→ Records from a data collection
____________________

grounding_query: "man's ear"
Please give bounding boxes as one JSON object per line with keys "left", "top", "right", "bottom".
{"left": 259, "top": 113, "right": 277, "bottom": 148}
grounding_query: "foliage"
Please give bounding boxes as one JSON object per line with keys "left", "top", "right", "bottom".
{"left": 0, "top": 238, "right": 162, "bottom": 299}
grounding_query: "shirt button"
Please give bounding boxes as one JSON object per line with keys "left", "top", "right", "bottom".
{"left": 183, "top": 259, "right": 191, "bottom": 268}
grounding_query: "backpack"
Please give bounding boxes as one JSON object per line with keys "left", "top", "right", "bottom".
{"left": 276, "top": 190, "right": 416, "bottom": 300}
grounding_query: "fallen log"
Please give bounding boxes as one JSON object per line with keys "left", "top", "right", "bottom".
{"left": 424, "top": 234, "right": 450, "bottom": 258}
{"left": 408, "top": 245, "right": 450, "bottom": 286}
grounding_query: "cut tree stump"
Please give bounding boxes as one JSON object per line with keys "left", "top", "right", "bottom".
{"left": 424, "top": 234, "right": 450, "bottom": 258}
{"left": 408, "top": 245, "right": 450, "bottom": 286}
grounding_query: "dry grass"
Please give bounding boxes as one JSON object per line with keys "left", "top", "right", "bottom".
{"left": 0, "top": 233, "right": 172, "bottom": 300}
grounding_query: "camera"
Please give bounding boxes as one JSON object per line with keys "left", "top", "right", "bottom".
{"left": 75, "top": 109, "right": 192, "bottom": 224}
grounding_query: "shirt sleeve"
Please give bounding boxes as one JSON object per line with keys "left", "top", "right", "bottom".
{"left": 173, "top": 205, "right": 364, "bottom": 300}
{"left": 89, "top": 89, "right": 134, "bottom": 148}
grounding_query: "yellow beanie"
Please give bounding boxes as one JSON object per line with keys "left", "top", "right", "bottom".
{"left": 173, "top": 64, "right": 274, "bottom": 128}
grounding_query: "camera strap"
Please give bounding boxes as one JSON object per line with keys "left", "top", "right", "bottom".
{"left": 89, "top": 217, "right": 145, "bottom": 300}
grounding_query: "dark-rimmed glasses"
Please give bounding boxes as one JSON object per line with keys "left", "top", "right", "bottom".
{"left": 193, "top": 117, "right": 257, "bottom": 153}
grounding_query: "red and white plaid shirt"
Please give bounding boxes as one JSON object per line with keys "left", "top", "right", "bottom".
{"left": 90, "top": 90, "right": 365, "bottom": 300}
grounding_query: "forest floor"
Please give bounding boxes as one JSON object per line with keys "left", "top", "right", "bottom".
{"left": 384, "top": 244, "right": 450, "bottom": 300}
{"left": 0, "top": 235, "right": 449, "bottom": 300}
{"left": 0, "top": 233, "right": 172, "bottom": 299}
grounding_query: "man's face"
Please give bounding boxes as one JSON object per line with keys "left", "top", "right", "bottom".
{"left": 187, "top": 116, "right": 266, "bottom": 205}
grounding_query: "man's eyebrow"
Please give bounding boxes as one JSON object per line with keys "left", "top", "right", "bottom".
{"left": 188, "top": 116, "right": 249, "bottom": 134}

____________________

→ Task brief
Print all the data exactly.

→ Result of this exercise
grounding_query: "man's ear"
Please give bounding boxes as one JSON object per line with keys "left", "top", "right", "bottom".
{"left": 259, "top": 113, "right": 277, "bottom": 148}
grounding_query: "foliage"
Please give bounding boxes as one JSON object per line with keys "left", "top", "right", "bottom".
{"left": 0, "top": 238, "right": 162, "bottom": 299}
grounding_query: "shirt button"
Please give bounding boxes as one JSON object per line with keys "left", "top", "right", "bottom".
{"left": 183, "top": 259, "right": 191, "bottom": 268}
grounding_query: "backpack"
Please give bounding boxes as one JSON object per line with keys "left", "top", "right", "bottom".
{"left": 276, "top": 190, "right": 416, "bottom": 300}
grounding_query: "fallen log"
Please give bounding boxes as one JSON object per line with keys "left", "top", "right", "bottom".
{"left": 424, "top": 234, "right": 450, "bottom": 258}
{"left": 408, "top": 245, "right": 450, "bottom": 286}
grounding_query: "cut tree stump"
Please give bounding boxes as one JSON object per line with keys "left", "top", "right", "bottom".
{"left": 424, "top": 234, "right": 450, "bottom": 258}
{"left": 408, "top": 245, "right": 450, "bottom": 286}
grounding_query: "dry grass"
Please give bounding boxes as one JSON object per line with keys "left", "top", "right", "bottom".
{"left": 0, "top": 233, "right": 172, "bottom": 300}
grounding_query: "camera"
Please give bounding boxes as one JSON object per line with keys "left", "top", "right", "bottom".
{"left": 75, "top": 109, "right": 192, "bottom": 224}
grounding_query: "shirt sleeve"
Please give bounding boxes as one JSON object per line with keys "left", "top", "right", "bottom".
{"left": 173, "top": 205, "right": 364, "bottom": 300}
{"left": 89, "top": 89, "right": 134, "bottom": 148}
grounding_query: "yellow beanie"
Please give bounding boxes as one JSON object per line with keys "left", "top", "right", "bottom".
{"left": 173, "top": 64, "right": 274, "bottom": 128}
grounding_query: "camera strap"
Please give bounding boxes as one JSON object per line with keys "left", "top", "right", "bottom".
{"left": 89, "top": 217, "right": 145, "bottom": 300}
grounding_query: "dark-rimmed glasses"
Please give bounding boxes as one JSON object per line with keys "left", "top", "right", "bottom".
{"left": 193, "top": 117, "right": 257, "bottom": 153}
grounding_query: "red and white plaid shirt"
Please give bounding boxes as one JSON object per line with keys "left", "top", "right", "bottom".
{"left": 90, "top": 90, "right": 365, "bottom": 300}
grounding_query: "forest floor"
Please give bounding boxes as one JSON object per line with keys "left", "top", "right", "bottom".
{"left": 384, "top": 244, "right": 450, "bottom": 300}
{"left": 0, "top": 235, "right": 449, "bottom": 300}
{"left": 0, "top": 233, "right": 172, "bottom": 299}
grounding_query: "man's face"
Please give bounding boxes as one JSON object per line with keys "left", "top", "right", "bottom".
{"left": 187, "top": 116, "right": 266, "bottom": 205}
grounding_query: "man's eyebrow"
Please give bounding boxes as one JSON object per line with keys "left", "top", "right", "bottom".
{"left": 188, "top": 116, "right": 249, "bottom": 134}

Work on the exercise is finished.